------ Supplied data ------

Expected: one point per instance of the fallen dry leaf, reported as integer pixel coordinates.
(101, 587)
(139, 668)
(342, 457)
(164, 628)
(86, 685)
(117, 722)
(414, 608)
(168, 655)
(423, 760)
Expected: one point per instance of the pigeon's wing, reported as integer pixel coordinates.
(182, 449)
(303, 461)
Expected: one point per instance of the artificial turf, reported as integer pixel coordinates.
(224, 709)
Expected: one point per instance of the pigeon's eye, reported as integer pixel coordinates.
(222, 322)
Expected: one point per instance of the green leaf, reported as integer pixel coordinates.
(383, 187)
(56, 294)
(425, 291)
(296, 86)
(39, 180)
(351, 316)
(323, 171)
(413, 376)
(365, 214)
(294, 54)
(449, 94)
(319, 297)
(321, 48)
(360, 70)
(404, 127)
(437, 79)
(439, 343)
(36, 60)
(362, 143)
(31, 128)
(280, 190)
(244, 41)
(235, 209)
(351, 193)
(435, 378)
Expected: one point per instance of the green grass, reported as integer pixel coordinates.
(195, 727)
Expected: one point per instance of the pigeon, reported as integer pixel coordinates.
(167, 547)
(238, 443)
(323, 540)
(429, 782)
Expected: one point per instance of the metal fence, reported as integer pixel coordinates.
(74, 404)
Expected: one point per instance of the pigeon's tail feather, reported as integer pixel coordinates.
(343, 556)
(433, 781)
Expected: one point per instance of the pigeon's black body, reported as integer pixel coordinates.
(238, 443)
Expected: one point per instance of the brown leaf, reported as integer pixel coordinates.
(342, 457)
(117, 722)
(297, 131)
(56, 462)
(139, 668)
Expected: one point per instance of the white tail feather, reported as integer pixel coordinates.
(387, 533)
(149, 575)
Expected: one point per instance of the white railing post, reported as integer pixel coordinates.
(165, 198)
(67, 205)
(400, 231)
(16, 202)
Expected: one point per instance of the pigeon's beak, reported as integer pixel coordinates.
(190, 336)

------

▸ Brief
All the material, top to bottom: write it out again precisely.

▸ Written answer
Expected: one point per instance of the fallen dry leaf, reported as integer pixel coordinates.
(101, 587)
(139, 668)
(342, 457)
(164, 628)
(86, 685)
(117, 722)
(414, 608)
(168, 655)
(423, 760)
Expected: one point per instance of the pigeon's wing, reported as integer pixel coordinates.
(182, 449)
(303, 461)
Expected: one point per instance of the artificial turf, reported as integer pixel coordinates.
(224, 709)
Expected: one point per instance of the pigeon's eye, reported as integer pixel coordinates.
(222, 322)
Expected: one point per instance of the green leaf, reported as integer pixel coordinates.
(383, 187)
(56, 294)
(425, 291)
(296, 86)
(39, 180)
(351, 316)
(323, 171)
(413, 376)
(365, 214)
(294, 54)
(449, 94)
(319, 297)
(321, 48)
(360, 70)
(404, 127)
(437, 79)
(439, 343)
(36, 60)
(362, 143)
(31, 128)
(280, 190)
(244, 41)
(235, 209)
(351, 193)
(435, 378)
Expected: one point per instance of the green grass, reported as integer pixel coordinates.
(195, 727)
Expected: one point per instance of the pigeon, reported as integer pixel coordinates.
(167, 547)
(238, 443)
(323, 540)
(429, 782)
Expected: one point per instance of the metal fence, reported as integer pixel coordinates.
(74, 404)
Expected: one point per instance of the pigeon's tail feather, reported as integer pixel coordinates.
(343, 556)
(433, 781)
Expected: one point per instance of the pigeon's black body, reported as integer pixel coordinates.
(238, 443)
Expected: one point per instance of the brown leaf, reported as integer pixel coordinates.
(342, 457)
(117, 722)
(297, 131)
(56, 462)
(139, 668)
Expected: one point per instance of the white tail feather, reported as integer pixel coordinates.
(387, 533)
(149, 575)
Expected: one point per instance of the white railing post, reported as integer pixel coordinates.
(165, 198)
(67, 205)
(400, 231)
(16, 202)
Expected: one point per instance of the pigeon's beak, reported as integer pixel coordinates.
(190, 336)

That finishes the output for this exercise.